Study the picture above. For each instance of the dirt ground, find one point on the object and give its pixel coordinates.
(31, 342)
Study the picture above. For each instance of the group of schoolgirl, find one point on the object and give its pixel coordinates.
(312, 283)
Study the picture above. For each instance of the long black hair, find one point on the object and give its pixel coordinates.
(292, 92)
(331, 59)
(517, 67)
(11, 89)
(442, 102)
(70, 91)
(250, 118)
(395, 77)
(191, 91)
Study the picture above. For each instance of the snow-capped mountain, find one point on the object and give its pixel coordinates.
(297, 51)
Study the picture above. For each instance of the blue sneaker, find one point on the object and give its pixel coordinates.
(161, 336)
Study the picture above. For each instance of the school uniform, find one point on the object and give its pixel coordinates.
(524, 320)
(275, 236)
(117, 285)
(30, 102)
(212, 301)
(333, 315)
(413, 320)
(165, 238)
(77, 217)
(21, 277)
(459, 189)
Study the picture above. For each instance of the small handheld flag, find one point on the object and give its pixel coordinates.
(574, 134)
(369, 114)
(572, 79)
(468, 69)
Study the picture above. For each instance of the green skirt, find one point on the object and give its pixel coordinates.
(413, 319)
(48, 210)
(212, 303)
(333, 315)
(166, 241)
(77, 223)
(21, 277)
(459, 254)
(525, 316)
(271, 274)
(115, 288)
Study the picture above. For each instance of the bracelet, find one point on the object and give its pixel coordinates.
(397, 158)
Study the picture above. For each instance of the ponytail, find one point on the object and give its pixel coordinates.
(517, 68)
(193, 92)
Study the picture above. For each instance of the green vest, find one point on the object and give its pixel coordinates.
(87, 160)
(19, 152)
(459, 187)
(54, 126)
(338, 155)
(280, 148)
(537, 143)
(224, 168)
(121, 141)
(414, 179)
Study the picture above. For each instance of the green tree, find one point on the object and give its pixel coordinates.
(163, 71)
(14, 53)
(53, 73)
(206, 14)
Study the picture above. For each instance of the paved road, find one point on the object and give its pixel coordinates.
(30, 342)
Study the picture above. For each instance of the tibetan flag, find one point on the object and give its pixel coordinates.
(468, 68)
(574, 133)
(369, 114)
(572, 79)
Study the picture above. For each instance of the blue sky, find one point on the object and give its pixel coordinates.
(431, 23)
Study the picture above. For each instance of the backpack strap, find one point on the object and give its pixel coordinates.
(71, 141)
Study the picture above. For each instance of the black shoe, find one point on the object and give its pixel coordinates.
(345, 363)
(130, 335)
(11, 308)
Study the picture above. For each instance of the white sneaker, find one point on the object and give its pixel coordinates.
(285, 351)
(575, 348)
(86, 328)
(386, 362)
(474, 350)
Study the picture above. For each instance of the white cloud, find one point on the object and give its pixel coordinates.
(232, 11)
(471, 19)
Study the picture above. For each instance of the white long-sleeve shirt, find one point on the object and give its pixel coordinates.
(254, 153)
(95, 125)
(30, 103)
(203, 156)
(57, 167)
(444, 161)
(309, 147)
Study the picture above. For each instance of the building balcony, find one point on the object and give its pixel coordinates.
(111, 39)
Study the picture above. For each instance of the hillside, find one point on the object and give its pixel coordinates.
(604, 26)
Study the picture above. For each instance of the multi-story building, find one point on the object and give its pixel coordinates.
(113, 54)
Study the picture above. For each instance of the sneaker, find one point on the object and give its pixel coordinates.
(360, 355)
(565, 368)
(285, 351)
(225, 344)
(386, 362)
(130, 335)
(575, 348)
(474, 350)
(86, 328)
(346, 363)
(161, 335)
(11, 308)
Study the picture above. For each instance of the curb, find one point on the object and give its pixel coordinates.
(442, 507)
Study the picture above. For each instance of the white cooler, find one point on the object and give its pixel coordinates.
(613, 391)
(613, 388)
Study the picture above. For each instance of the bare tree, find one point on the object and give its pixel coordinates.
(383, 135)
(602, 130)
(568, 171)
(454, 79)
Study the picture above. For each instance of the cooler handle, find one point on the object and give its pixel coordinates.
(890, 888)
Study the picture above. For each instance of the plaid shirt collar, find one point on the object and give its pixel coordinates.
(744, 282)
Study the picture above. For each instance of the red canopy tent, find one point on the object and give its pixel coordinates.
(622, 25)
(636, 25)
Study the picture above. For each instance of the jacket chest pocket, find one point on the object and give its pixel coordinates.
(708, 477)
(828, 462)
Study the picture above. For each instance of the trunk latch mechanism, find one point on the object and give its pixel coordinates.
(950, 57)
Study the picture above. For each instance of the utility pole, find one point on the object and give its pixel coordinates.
● ● ● ●
• EXERCISE BRIEF
Retype only the lines running from the line with "Study the picture above. For each instance of the cooler" to the end of the listing, including both of those lines.

• COMPLETED TASK
Study the picture above. For each instance of the cooler handle, find one point on the object and give its pixel coordinates.
(890, 888)
Study the picture above. For each instance of the plaid shirt collar, find one point on the object and give its pixel coordinates.
(744, 282)
Study the picture above. For each instance of the red canopy tent, find one point on the object and give its pixel coordinates.
(622, 25)
(636, 25)
Study the picture above. For each instance of the jacket chest pocket, find one point on the object and give its pixel coordinates.
(708, 477)
(828, 462)
Study the picture above. For each instance of the trunk latch mechanism, find one point on the object and give its pixel coordinates.
(950, 57)
Study the picture above. For each instance of the utility pole, find one point on the object and give its pixel coordinates.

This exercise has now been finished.